Task |
Select every line in the records below that contains the string "negative" and copy each one out in full.

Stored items
-------------------------

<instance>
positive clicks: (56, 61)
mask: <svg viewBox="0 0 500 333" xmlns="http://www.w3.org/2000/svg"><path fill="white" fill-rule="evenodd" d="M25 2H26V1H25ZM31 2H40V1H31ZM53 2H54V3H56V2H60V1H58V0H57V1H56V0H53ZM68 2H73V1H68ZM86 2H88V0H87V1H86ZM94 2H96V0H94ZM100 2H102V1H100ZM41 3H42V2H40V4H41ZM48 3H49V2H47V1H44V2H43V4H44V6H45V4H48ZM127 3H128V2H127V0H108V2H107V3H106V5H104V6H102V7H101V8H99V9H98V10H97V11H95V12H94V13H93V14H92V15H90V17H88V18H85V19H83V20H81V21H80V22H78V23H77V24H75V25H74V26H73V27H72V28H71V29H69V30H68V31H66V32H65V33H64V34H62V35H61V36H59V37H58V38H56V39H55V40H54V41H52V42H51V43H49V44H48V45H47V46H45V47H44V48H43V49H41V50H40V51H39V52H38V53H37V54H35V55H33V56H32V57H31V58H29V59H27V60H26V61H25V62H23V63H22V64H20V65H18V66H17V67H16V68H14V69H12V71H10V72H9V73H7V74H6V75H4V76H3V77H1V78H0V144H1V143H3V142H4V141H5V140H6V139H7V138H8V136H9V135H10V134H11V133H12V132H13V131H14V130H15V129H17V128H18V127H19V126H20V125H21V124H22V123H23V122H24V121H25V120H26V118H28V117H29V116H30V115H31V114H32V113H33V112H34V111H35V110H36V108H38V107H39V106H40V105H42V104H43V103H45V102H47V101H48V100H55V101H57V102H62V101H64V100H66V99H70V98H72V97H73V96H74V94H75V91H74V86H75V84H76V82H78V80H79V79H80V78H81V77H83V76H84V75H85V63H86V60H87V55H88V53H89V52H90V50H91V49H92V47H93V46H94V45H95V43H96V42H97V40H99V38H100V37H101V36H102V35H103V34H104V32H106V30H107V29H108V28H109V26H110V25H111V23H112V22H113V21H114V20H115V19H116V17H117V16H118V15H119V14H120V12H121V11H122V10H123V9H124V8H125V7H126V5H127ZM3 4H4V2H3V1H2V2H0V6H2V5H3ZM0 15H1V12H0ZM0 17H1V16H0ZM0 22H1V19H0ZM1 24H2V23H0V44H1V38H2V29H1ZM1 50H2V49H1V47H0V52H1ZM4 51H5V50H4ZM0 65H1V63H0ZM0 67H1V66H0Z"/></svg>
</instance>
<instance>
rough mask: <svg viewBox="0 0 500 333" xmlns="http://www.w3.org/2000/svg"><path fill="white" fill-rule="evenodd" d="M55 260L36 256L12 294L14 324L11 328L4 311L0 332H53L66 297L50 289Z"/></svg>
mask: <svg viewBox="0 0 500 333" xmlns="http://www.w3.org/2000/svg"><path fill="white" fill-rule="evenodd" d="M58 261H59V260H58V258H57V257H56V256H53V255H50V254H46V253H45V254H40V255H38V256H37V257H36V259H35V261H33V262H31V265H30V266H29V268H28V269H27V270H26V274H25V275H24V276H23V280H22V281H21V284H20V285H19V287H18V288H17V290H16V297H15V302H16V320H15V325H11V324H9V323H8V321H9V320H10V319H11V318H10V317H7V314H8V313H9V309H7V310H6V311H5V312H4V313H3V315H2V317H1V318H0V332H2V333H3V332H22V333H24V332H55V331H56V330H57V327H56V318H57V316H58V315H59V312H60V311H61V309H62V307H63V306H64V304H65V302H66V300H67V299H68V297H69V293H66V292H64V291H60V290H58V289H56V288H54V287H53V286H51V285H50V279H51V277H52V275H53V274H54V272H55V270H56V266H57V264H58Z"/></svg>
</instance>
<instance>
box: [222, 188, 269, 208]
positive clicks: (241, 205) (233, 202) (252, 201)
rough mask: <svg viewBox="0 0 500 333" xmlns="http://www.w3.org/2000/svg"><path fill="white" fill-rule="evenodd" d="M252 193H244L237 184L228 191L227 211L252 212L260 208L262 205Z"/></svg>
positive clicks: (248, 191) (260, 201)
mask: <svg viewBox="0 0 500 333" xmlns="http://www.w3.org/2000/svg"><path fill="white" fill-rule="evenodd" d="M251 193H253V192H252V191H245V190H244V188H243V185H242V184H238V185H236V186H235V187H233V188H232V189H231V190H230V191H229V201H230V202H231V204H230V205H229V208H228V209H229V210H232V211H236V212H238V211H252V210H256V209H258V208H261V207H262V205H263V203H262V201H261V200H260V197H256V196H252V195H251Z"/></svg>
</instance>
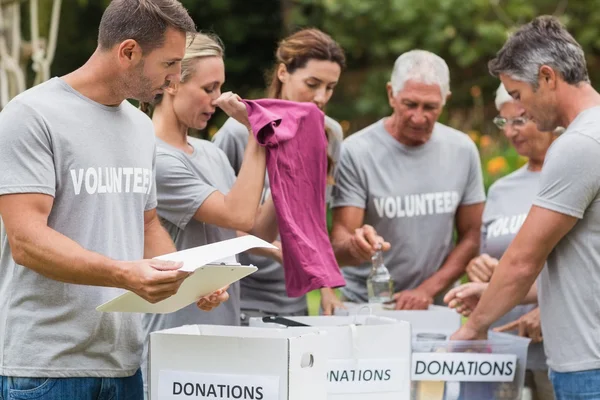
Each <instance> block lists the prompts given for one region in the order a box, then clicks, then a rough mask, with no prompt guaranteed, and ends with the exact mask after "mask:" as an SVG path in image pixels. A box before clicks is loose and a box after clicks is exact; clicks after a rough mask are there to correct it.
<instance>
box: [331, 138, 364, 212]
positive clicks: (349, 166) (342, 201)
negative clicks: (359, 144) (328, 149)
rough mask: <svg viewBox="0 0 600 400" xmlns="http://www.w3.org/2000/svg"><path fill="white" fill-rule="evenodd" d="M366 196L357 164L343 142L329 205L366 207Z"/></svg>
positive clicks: (362, 180)
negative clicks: (333, 185)
mask: <svg viewBox="0 0 600 400" xmlns="http://www.w3.org/2000/svg"><path fill="white" fill-rule="evenodd" d="M367 196H368V190H367V185H366V182H365V181H364V179H361V174H360V169H359V164H358V163H357V162H356V160H355V158H354V156H353V155H352V153H351V151H350V149H349V148H348V146H347V145H344V144H343V145H342V151H341V155H340V162H339V165H338V168H337V170H336V175H335V186H334V188H333V201H332V204H331V207H332V208H337V207H358V208H362V209H366V208H367Z"/></svg>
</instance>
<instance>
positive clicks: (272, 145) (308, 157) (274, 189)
mask: <svg viewBox="0 0 600 400" xmlns="http://www.w3.org/2000/svg"><path fill="white" fill-rule="evenodd" d="M244 103H245V104H246V108H247V109H248V116H249V119H250V125H251V126H252V130H253V132H254V136H255V137H256V140H257V141H258V143H259V144H261V145H262V146H265V147H266V149H267V171H268V173H269V181H270V184H271V195H272V196H273V202H274V204H275V210H276V213H277V222H278V224H279V236H280V237H281V246H282V252H283V268H284V271H285V285H286V289H287V294H288V296H290V297H300V296H303V295H305V294H306V293H308V292H310V291H311V290H315V289H319V288H323V287H331V288H334V287H340V286H344V285H345V284H346V283H345V281H344V278H343V277H342V273H341V271H340V268H339V266H338V265H337V262H336V260H335V256H334V255H333V249H332V248H331V243H330V241H329V236H328V235H327V221H326V216H325V189H326V185H327V182H326V179H327V138H326V136H325V116H324V114H323V112H322V111H321V110H319V108H318V107H317V106H316V105H314V104H312V103H297V102H291V101H285V100H273V99H263V100H244Z"/></svg>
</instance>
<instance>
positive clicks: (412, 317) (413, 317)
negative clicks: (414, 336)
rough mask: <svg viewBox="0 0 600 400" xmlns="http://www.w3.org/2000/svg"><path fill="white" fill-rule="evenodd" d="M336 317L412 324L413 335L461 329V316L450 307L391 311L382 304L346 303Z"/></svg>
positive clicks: (447, 331)
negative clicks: (389, 318) (373, 319)
mask: <svg viewBox="0 0 600 400" xmlns="http://www.w3.org/2000/svg"><path fill="white" fill-rule="evenodd" d="M344 306H345V307H346V309H336V310H335V315H376V316H378V317H385V318H392V319H395V320H398V321H406V322H408V323H410V326H411V331H412V335H413V336H415V335H417V334H419V333H422V332H425V333H434V332H439V333H448V332H450V333H453V332H455V331H457V330H458V328H460V324H461V315H460V314H459V313H457V312H456V311H454V310H453V309H451V308H448V307H442V306H434V305H431V306H429V309H428V310H410V311H404V310H398V311H396V310H390V309H389V308H385V307H383V306H382V305H381V304H357V303H344Z"/></svg>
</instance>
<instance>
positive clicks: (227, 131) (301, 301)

-------------------------

Answer to the exercise |
negative clicks: (359, 144) (328, 149)
negative clicks: (333, 185)
negative clicks: (414, 336)
negative clicks: (389, 318) (373, 319)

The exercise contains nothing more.